◆ Assignment
Return every record below exactly as given, images excluded.

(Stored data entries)

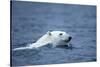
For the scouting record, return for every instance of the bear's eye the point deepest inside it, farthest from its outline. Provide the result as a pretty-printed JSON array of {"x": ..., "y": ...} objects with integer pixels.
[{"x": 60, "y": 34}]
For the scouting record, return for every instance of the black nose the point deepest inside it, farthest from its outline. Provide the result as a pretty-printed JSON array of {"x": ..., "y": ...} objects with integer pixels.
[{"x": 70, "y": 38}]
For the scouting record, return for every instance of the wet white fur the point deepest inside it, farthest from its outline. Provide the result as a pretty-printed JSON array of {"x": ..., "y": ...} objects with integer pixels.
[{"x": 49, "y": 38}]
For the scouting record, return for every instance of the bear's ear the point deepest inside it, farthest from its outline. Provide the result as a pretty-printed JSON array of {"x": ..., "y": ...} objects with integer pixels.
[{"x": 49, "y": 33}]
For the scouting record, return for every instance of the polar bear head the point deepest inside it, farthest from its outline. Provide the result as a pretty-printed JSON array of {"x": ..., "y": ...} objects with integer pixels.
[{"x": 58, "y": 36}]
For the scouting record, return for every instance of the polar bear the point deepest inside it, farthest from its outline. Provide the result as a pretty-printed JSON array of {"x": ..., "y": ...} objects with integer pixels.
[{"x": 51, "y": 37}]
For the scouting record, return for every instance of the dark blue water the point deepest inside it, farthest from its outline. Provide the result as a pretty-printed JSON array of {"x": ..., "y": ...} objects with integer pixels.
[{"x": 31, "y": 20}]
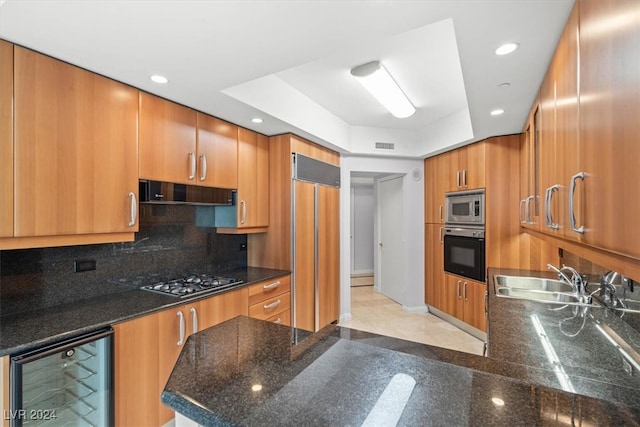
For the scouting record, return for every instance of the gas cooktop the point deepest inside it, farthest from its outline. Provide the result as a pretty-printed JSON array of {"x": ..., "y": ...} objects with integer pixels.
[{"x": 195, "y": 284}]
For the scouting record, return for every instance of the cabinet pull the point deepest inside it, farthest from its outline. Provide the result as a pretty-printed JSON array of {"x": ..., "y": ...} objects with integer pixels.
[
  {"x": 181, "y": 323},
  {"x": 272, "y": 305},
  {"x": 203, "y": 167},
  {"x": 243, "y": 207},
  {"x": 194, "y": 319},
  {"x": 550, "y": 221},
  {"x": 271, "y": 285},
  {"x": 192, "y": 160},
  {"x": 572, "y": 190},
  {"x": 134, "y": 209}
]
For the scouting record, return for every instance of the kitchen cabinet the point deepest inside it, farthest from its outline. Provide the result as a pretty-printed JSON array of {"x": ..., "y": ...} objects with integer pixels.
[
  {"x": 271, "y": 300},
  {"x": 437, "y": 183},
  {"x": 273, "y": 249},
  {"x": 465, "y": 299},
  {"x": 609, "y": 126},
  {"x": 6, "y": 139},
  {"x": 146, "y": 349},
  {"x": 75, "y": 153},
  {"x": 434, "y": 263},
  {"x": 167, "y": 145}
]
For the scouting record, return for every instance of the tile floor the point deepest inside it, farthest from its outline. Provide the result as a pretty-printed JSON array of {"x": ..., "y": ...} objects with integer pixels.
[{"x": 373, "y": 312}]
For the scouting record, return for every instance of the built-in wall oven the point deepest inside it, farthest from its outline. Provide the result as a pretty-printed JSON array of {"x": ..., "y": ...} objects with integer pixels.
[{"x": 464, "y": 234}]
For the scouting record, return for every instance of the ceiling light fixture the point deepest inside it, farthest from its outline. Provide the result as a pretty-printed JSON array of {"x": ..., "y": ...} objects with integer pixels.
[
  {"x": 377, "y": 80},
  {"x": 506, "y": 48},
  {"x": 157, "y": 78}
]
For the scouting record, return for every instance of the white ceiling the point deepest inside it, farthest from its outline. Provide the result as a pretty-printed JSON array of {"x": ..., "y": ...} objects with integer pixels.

◆ Solution to this task
For the scouting record, return for every instance of the bear's eye the point deepest inside it, farthest from its outline. Provide the result as a pretty-printed JSON array of {"x": ..., "y": ...} objects with integer pixels.
[{"x": 60, "y": 34}]
For the scouting record, return for every instance of the black nose the point deepest inside it, farthest from its outline. Provide the result as a pretty-printed JSON array of {"x": ..., "y": ...} objects with integer pixels.
[{"x": 70, "y": 38}]
For the scouting record, return for every instance of the wet white fur the point deepest inside it, farthest from its outline. Provide the result as a pretty-printed JSON array of {"x": ..., "y": ...} objects with integer pixels.
[{"x": 49, "y": 38}]
For the scouting record, return for every instance of the bear's ear the point deepest inside it, farthest from its outline. Provide the result as a pretty-printed JSON array of {"x": ..., "y": ...} objects with integer pixels.
[{"x": 49, "y": 33}]
For the scouting record, return for every instance of the polar bear head the point deepest inside it, farthest from its outline. Provide the result as a pretty-printed JSON array of {"x": ..., "y": ...} objects with integer pixels.
[{"x": 58, "y": 36}]
For the scouting record, return for every instance of the polar bear the point deepest inside it, farthest from its outline. Provide the result as a pretty-printed JSON array of {"x": ..., "y": ...} objects with integer pixels.
[{"x": 51, "y": 37}]
For the scouting record, return for every instance of the dark blue water the point deepest inside it, farthest from its outline. Provide the result as a pretty-printed JSON array of {"x": ..., "y": ...} objects with integer pixels.
[{"x": 31, "y": 20}]
For the scouting record, return for every instance of the gas cooktop the point deepest inside it, farthest from its outline. Provide the result as a pretty-printed JSON array of {"x": ..., "y": ...} objects with integer pixels.
[{"x": 195, "y": 284}]
For the scouting record, return for every instance of the cabinet pull the point deepest inside it, farthest from its outline. Provide the result as a pretty-printed JSON array of {"x": ..., "y": ...} objects with integer pixels.
[
  {"x": 181, "y": 323},
  {"x": 272, "y": 305},
  {"x": 203, "y": 167},
  {"x": 243, "y": 207},
  {"x": 194, "y": 319},
  {"x": 550, "y": 221},
  {"x": 271, "y": 285},
  {"x": 192, "y": 160},
  {"x": 572, "y": 190},
  {"x": 134, "y": 209}
]
For the scouting record, return for every instance of the kitchen cabinet the point deepest inside it, farthest from its outline. Provide the result as a pretty-printed JSON array of {"x": ..., "y": ...} objects with integer pixels.
[
  {"x": 271, "y": 300},
  {"x": 437, "y": 183},
  {"x": 273, "y": 249},
  {"x": 465, "y": 299},
  {"x": 609, "y": 126},
  {"x": 6, "y": 139},
  {"x": 146, "y": 349},
  {"x": 75, "y": 153},
  {"x": 434, "y": 263},
  {"x": 167, "y": 145}
]
For the scouting record, return for every instance of the tile floor the point deepest inside it, farthest from its outline. Provide the result as a pretty-printed JSON array of {"x": ..., "y": ...} objects with integer pixels.
[{"x": 373, "y": 312}]
For the scouting record, return for every instance of the built-in wall oven the point deepest inside it, farthest from its outline. Provide the result as a pretty-printed JSON array of {"x": ..., "y": ...} objects with integer pixels.
[{"x": 464, "y": 234}]
For the scouting record, return for every instance of the ceiling light fixture the point deepest inside it, farthest from its outline. Provide the result as a pretty-printed JSON array of {"x": ..., "y": ...} objects with integer pixels.
[
  {"x": 377, "y": 80},
  {"x": 506, "y": 48},
  {"x": 157, "y": 78}
]
For the scouting record, return for every instance of the white ceiling the point deepest inside it, farthest from its outline. Provide the result as a pretty-printed JSON array of {"x": ..., "y": ...} objects with integer pixels.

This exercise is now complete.